BEGIN

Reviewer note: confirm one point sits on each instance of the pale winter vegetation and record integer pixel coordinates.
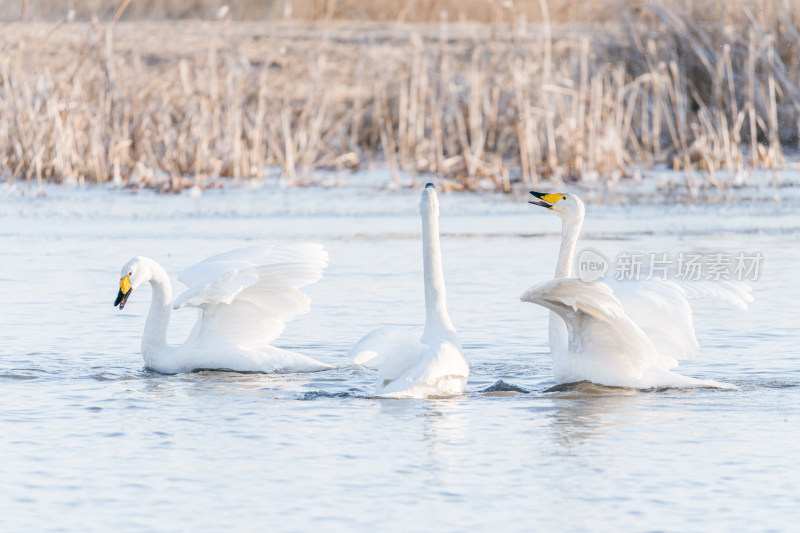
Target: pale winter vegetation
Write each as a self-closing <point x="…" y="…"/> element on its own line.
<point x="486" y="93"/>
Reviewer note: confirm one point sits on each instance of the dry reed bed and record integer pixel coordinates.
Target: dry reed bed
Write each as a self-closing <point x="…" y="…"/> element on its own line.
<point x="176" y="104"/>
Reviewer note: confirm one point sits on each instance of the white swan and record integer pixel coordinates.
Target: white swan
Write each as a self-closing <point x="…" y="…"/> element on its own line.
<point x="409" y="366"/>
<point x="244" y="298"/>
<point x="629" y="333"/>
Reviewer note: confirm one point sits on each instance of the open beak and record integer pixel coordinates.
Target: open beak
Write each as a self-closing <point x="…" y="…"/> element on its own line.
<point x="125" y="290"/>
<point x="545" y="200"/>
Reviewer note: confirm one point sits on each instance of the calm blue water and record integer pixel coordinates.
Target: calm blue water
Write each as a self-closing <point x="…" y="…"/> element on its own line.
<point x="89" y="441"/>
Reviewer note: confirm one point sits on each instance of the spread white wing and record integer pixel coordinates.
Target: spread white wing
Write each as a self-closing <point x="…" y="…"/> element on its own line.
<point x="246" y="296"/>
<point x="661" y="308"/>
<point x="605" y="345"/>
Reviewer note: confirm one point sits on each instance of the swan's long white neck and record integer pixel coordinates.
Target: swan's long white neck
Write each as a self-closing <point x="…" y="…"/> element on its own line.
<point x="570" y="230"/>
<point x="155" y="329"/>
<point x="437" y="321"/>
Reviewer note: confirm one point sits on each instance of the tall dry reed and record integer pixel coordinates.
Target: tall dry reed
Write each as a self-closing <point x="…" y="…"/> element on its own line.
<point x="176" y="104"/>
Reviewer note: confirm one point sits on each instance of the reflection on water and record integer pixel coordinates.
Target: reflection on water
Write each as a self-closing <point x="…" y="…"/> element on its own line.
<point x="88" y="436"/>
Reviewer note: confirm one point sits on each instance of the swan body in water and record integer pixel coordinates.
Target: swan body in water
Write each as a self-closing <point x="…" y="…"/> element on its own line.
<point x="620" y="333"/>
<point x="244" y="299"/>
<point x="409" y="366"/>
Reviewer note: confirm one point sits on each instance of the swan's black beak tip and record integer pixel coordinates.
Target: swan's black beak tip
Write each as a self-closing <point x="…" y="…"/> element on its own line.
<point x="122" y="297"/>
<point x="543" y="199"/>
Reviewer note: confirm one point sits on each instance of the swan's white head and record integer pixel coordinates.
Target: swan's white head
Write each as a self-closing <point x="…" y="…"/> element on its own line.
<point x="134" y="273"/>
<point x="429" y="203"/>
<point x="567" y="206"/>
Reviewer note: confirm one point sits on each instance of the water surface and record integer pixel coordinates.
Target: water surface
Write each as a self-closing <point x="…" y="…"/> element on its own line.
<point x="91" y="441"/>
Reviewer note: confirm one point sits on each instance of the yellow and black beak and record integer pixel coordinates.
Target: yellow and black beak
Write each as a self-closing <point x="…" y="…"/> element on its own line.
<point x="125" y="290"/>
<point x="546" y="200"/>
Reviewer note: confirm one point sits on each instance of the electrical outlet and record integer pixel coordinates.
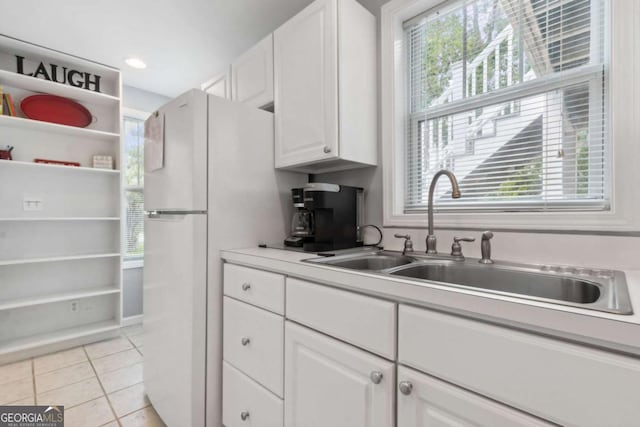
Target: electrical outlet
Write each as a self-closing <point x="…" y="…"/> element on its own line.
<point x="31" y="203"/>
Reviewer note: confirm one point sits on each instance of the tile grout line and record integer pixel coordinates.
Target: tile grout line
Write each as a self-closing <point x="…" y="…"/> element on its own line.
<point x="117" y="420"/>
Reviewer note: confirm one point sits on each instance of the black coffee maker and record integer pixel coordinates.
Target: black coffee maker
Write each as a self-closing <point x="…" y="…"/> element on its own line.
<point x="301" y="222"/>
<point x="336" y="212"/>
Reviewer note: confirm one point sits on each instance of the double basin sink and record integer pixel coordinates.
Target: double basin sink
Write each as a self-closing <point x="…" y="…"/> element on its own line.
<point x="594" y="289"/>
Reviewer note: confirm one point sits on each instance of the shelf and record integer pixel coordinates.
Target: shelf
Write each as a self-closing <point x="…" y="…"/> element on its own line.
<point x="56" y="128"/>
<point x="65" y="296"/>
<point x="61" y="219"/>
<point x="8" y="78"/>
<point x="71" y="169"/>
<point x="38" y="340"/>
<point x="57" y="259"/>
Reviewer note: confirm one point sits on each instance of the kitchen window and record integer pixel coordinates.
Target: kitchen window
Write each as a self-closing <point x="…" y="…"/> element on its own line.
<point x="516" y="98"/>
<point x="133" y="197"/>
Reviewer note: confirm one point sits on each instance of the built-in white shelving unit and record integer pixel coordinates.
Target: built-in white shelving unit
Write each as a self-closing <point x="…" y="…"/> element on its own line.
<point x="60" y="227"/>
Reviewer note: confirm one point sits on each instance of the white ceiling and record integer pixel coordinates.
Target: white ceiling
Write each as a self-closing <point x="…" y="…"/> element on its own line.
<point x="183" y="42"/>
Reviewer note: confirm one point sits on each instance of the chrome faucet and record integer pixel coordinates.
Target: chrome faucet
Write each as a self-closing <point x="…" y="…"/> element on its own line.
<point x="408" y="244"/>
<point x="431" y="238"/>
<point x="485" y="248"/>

END
BEGIN

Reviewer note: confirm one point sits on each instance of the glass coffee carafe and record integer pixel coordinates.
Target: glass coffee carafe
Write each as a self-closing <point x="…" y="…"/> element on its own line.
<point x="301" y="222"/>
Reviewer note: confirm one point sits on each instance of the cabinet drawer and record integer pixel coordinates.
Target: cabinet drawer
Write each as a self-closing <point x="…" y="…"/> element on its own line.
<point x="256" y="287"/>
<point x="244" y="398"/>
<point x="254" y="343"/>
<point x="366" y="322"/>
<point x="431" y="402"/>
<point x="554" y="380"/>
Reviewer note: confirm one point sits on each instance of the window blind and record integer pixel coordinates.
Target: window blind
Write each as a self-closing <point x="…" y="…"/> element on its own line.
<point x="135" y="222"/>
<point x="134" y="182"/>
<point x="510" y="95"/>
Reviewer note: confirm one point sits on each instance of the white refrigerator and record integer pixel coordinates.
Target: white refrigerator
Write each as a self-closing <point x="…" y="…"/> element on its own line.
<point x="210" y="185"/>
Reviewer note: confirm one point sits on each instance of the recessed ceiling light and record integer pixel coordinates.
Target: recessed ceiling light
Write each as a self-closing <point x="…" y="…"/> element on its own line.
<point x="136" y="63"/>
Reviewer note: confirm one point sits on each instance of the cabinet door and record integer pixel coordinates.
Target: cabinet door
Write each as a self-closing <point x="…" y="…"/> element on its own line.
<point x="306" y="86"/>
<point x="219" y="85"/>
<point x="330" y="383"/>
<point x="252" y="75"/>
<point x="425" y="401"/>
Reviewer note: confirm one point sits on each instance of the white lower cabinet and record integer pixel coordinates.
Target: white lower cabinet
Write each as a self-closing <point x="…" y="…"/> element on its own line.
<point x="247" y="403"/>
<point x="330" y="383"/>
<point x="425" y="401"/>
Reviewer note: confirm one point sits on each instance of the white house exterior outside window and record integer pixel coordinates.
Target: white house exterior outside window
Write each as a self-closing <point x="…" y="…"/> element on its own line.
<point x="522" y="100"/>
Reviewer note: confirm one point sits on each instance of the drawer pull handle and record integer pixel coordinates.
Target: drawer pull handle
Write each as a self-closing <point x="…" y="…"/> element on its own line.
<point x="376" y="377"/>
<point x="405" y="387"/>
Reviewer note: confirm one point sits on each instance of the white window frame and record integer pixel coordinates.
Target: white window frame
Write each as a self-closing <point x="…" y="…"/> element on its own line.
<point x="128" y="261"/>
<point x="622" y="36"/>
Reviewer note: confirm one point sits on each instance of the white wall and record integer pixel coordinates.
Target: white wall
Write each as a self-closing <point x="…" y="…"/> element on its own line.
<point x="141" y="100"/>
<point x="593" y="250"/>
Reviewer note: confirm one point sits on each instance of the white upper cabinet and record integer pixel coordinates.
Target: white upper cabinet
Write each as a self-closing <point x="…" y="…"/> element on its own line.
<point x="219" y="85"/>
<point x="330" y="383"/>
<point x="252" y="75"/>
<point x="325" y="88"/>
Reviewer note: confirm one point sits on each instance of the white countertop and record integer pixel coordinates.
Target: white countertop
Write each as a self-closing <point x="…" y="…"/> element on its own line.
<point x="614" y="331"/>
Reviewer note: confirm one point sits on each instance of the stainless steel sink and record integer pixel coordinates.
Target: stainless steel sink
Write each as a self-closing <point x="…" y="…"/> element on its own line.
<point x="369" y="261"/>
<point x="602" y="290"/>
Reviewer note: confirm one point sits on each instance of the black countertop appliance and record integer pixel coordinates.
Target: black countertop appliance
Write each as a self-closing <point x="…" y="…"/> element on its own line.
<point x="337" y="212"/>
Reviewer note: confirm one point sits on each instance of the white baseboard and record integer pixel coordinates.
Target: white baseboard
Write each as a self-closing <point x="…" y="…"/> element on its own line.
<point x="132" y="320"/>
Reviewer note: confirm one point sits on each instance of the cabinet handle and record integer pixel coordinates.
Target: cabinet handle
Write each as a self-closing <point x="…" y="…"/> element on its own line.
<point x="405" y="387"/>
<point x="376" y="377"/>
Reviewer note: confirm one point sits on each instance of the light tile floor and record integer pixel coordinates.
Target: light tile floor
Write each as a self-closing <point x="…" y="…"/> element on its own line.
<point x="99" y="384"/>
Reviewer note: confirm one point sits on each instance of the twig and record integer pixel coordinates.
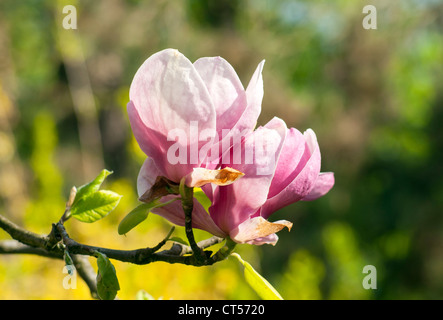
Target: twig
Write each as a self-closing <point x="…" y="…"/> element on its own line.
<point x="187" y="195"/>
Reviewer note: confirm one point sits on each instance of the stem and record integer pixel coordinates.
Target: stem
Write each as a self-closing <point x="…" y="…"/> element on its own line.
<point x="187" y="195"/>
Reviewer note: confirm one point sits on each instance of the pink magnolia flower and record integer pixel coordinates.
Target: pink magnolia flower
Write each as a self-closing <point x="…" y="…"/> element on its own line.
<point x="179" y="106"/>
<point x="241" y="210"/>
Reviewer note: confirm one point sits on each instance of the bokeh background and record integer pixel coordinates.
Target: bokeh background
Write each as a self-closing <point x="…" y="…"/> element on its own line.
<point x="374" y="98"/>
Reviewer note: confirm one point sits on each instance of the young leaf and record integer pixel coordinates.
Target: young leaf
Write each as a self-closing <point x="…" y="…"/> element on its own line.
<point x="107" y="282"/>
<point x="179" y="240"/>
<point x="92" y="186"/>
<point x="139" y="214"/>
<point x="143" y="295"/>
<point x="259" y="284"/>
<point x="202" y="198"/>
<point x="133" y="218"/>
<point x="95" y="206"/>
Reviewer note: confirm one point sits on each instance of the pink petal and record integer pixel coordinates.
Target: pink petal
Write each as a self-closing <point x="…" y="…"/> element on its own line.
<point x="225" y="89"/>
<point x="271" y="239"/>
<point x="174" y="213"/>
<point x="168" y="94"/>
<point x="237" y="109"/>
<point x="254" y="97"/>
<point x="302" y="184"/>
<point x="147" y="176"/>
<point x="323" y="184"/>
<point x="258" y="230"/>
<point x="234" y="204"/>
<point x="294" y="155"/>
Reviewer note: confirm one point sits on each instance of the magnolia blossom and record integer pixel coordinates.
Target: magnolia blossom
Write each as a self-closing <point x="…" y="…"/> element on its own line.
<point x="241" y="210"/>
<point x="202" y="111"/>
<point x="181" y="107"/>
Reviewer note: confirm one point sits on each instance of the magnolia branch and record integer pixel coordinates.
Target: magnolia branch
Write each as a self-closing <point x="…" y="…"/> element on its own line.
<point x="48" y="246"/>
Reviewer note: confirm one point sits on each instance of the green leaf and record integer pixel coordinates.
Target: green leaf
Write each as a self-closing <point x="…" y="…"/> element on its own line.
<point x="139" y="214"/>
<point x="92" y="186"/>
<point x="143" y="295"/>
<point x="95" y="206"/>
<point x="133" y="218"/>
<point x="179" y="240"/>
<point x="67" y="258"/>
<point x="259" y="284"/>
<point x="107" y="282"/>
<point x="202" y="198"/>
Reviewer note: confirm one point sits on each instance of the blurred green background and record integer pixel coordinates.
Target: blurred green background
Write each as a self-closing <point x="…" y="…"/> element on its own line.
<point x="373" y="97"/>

END

After locating the line with "shelf and record integer pixel coordinates." above, return that line and every later line through the one with "Target: kitchen window", word for word and with nothing else.

▶ **RESULT BELOW**:
Reviewer note: confirm one point sits on each instance of the shelf and record integer pixel coordinates.
Target: shelf
Write each as a self-closing <point x="…" y="…"/> element on its own line.
<point x="56" y="128"/>
<point x="65" y="296"/>
<point x="61" y="219"/>
<point x="8" y="78"/>
<point x="71" y="169"/>
<point x="38" y="340"/>
<point x="57" y="259"/>
Reviewer note: confirm one point sits on each instance of the kitchen window and record integer pixel coordinates.
Target: kitchen window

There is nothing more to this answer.